§ Raw data
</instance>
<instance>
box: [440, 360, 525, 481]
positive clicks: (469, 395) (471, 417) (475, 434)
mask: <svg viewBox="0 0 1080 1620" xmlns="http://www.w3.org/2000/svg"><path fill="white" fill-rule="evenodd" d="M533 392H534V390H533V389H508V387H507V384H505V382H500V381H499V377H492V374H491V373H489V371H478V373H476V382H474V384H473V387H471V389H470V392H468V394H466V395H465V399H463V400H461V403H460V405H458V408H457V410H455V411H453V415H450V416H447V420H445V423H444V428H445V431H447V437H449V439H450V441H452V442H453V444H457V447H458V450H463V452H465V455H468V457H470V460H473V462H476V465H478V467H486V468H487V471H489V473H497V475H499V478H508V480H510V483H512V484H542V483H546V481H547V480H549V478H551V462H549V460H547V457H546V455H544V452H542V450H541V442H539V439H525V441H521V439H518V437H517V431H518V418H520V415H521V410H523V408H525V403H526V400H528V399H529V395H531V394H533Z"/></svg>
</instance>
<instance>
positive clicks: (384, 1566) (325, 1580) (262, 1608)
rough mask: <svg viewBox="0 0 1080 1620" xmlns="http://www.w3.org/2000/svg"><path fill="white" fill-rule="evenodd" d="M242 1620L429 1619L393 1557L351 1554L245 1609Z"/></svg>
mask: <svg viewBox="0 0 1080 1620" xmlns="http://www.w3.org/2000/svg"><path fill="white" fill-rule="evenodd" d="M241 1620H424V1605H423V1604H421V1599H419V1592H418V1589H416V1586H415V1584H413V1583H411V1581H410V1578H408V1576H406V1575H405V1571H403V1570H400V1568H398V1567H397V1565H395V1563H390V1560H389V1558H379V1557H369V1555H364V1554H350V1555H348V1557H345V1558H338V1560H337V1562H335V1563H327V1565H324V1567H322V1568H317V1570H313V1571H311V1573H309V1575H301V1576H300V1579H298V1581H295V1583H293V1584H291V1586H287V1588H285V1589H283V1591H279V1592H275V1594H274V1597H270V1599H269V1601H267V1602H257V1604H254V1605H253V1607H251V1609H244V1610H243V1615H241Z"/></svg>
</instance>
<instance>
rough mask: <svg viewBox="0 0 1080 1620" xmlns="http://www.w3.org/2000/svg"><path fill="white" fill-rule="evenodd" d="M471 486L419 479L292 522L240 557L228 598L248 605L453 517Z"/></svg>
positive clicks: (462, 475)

§ Task prompt
Which lines in the entries above contain the string "positive"? Pick out and copy each one, matching case exactly.

§ Exercise result
positive clicks: (469, 395) (471, 417) (475, 434)
positive clicks: (384, 1566) (325, 1580) (262, 1608)
positive clicks: (462, 475)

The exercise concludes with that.